(Referring expression data)
──────────

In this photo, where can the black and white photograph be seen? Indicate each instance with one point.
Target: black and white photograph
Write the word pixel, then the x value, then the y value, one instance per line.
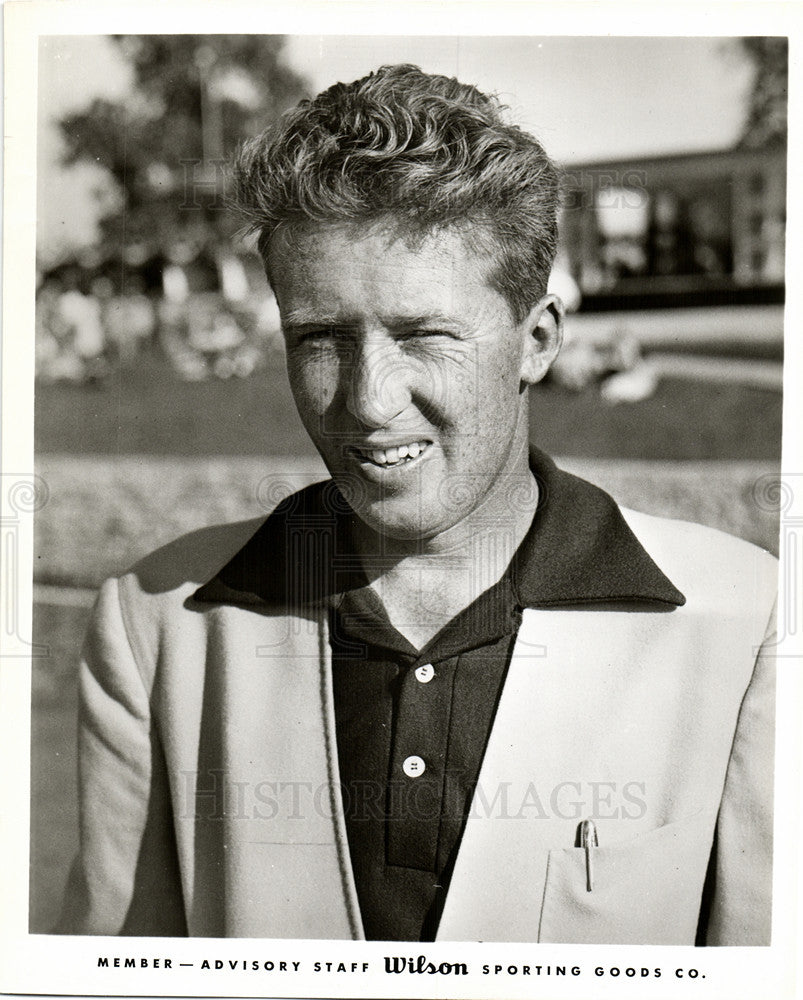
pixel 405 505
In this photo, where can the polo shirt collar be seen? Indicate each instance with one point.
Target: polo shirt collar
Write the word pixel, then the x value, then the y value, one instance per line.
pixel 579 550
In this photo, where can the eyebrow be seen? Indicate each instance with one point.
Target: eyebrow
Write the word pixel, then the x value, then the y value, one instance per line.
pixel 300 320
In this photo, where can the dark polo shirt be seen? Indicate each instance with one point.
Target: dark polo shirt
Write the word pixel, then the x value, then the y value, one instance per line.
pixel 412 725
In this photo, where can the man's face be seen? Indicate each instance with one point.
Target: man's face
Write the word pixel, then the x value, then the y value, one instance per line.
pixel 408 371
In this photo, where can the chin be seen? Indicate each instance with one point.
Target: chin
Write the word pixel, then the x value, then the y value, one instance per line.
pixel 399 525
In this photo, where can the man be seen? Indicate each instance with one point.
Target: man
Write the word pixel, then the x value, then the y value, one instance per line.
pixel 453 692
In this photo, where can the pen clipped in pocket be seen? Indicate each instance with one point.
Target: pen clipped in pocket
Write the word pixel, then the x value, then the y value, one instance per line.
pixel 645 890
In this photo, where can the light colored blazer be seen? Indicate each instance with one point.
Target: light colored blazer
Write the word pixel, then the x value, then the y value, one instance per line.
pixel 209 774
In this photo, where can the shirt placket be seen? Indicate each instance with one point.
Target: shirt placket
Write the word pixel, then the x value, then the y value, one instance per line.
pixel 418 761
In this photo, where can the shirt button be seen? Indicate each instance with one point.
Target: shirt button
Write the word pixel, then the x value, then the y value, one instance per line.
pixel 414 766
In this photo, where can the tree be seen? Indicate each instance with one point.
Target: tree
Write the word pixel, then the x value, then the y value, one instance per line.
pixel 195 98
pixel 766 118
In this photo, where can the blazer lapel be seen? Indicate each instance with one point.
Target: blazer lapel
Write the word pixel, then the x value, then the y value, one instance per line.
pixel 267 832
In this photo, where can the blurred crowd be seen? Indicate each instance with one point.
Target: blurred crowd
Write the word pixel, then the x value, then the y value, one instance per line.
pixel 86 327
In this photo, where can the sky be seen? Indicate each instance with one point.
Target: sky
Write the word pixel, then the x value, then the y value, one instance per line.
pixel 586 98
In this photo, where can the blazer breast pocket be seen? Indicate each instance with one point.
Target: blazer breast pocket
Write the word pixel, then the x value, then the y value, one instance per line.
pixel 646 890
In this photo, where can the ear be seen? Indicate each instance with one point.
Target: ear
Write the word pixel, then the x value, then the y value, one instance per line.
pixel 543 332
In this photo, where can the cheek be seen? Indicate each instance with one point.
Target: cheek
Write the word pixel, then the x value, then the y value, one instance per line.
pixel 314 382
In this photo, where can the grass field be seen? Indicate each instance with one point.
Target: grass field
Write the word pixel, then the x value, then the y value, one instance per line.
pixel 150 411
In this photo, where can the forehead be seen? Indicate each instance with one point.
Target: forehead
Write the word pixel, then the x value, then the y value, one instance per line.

──────────

- EXERCISE GOAL
The required output is every line above from the one with "In this photo, where can the man's" down to the one with "Target: chin", restated word for word, ends included.

- OUTPUT
In this photo, where can the man's face be seen? Indicate each instance with one point.
Target: man's face
Write the word pixel, then the x value, then the y value, one instance per line.
pixel 408 371
In this photo, where can the chin be seen? Indicate each instance with one point.
Target: chin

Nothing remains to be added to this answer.